SHORT TASK:
Write these lines as a JSON list of strings, one string per line, omitting blank lines and any pictures.

PROVIDED RECORDS:

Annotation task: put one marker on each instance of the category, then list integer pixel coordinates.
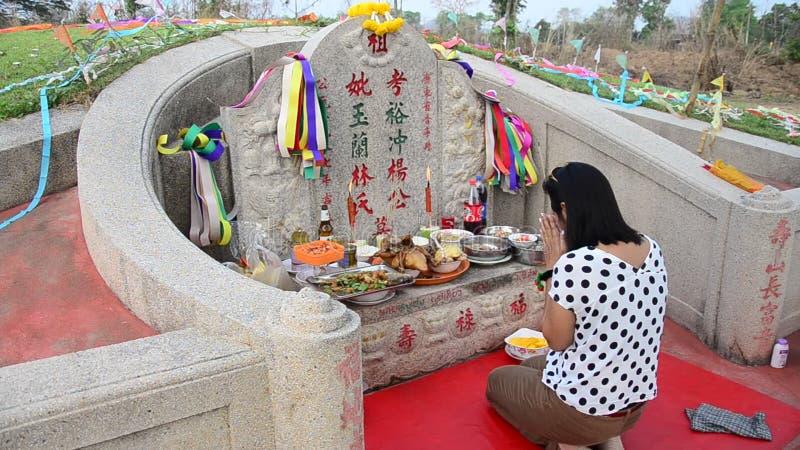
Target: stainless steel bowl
(485, 248)
(500, 231)
(530, 256)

WORKED SOLUTION:
[
  "Annotation task: put one marker on each instance of the category, then list integer pixel coordinates.",
  "Target: stainless steel bowl",
  "(485, 248)",
  "(500, 231)",
  "(530, 256)"
]